**Work to complete**
Can you edit the entries below so that each "rough mask" reads "coarse mask", leaving everything else unchanged?

══════════════════════════════

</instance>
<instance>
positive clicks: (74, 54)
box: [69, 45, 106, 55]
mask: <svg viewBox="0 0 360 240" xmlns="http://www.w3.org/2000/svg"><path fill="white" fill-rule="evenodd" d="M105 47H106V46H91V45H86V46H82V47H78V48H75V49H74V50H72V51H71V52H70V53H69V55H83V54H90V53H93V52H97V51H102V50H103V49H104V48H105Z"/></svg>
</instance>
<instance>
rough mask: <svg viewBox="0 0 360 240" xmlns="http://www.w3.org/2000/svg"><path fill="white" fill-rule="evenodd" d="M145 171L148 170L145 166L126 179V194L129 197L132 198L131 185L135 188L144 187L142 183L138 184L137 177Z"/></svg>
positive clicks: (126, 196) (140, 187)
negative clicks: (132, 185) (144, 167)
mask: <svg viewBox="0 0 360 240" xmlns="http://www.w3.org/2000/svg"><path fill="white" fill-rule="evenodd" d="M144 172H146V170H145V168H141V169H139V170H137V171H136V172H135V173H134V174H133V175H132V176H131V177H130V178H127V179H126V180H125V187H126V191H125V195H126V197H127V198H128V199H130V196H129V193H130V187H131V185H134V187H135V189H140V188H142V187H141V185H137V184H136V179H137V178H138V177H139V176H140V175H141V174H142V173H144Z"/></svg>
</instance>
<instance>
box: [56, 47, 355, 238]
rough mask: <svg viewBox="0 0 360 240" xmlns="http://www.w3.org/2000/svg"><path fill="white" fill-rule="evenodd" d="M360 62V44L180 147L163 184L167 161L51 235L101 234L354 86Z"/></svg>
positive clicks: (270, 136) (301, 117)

══════════════════════════════

**Reply to the exercise**
</instance>
<instance>
positive clicks: (74, 54)
box: [69, 45, 106, 55]
mask: <svg viewBox="0 0 360 240" xmlns="http://www.w3.org/2000/svg"><path fill="white" fill-rule="evenodd" d="M105 47H106V46H91V45H86V46H82V47H78V48H75V49H74V50H72V51H71V52H70V53H69V55H83V54H90V53H93V52H97V51H102V50H103V49H104V48H105Z"/></svg>
</instance>
<instance>
coarse mask: <svg viewBox="0 0 360 240" xmlns="http://www.w3.org/2000/svg"><path fill="white" fill-rule="evenodd" d="M145 171L148 170L145 166L126 179V194L129 197L132 198L131 185L135 188L144 187L142 183L138 184L137 177Z"/></svg>
positive clicks: (126, 196) (140, 187)
negative clicks: (132, 185) (144, 167)
mask: <svg viewBox="0 0 360 240" xmlns="http://www.w3.org/2000/svg"><path fill="white" fill-rule="evenodd" d="M144 172H146V170H145V168H141V169H139V170H137V171H136V172H135V173H134V174H133V175H132V176H131V177H130V178H127V179H126V180H125V187H126V191H125V195H126V197H127V198H128V199H130V196H129V193H130V187H131V185H134V187H135V189H140V188H142V187H141V185H137V184H136V179H137V178H138V177H139V176H140V175H141V174H142V173H144Z"/></svg>
</instance>
<instance>
box: [56, 47, 355, 238]
coarse mask: <svg viewBox="0 0 360 240" xmlns="http://www.w3.org/2000/svg"><path fill="white" fill-rule="evenodd" d="M360 62V44L180 147L163 184L167 161L51 235L101 234L354 86Z"/></svg>
positive clicks: (270, 136) (301, 117)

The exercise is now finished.